__Work to be completed__.
Copy exactly, and only, the lines from the one containing "the horse ear;" through the last line of the records below.

[Extracted data entries]
###

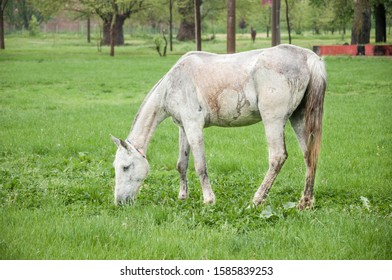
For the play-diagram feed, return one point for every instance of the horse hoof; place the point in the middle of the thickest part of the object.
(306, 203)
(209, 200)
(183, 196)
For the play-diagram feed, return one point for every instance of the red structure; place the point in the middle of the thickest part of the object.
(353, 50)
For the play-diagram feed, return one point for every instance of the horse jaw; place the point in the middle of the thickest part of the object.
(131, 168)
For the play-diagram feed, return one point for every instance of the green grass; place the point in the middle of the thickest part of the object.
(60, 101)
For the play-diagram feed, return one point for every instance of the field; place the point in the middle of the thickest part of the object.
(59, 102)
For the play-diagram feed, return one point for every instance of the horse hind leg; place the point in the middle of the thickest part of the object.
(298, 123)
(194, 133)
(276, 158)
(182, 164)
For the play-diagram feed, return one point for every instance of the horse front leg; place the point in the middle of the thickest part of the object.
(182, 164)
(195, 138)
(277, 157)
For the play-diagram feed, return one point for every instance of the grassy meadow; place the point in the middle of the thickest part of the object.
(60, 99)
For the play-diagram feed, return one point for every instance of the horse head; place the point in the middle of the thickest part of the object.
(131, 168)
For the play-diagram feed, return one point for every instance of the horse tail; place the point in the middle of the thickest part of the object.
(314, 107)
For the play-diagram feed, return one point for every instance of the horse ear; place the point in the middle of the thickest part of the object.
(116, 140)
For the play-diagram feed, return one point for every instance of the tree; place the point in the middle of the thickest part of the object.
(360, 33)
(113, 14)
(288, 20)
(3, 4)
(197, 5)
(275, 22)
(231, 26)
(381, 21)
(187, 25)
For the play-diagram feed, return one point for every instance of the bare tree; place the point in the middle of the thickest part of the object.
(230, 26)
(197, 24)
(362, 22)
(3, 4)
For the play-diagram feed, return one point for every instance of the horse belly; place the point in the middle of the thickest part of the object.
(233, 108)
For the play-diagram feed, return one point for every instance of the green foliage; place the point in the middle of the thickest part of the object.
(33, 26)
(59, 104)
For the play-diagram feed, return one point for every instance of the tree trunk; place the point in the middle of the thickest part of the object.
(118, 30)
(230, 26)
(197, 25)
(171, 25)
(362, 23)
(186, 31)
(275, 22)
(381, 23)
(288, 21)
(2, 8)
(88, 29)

###

__Task answer__.
For the play-diagram feed, return one point for every instance of the horse ear; place the point in the middle of the thickest part of the object.
(116, 140)
For the play-diagram feed, return one point for every instance of the tree; place the point in the middle of the thickest part of the object.
(360, 33)
(113, 14)
(288, 20)
(3, 4)
(197, 5)
(275, 22)
(231, 26)
(381, 21)
(187, 25)
For the play-diagram feed, return one point for every instance of the bare tree; place the point in the middle of the thickest part of the object.
(230, 26)
(197, 24)
(362, 22)
(3, 4)
For the play-diagram feed, return one point for every instance of the horse belly; place the point in the middle of the thickest part of the object.
(233, 108)
For the play-diagram feed, return one point for every instance of the green foliage; place the point in the middle of the thickest part of the object.
(33, 26)
(59, 104)
For the play-diagram feed, return one point for every instance of the tree trunk; place the point in the middle of the thickest part of the object.
(118, 30)
(230, 26)
(197, 25)
(171, 25)
(362, 23)
(186, 31)
(275, 22)
(381, 23)
(288, 21)
(2, 8)
(88, 29)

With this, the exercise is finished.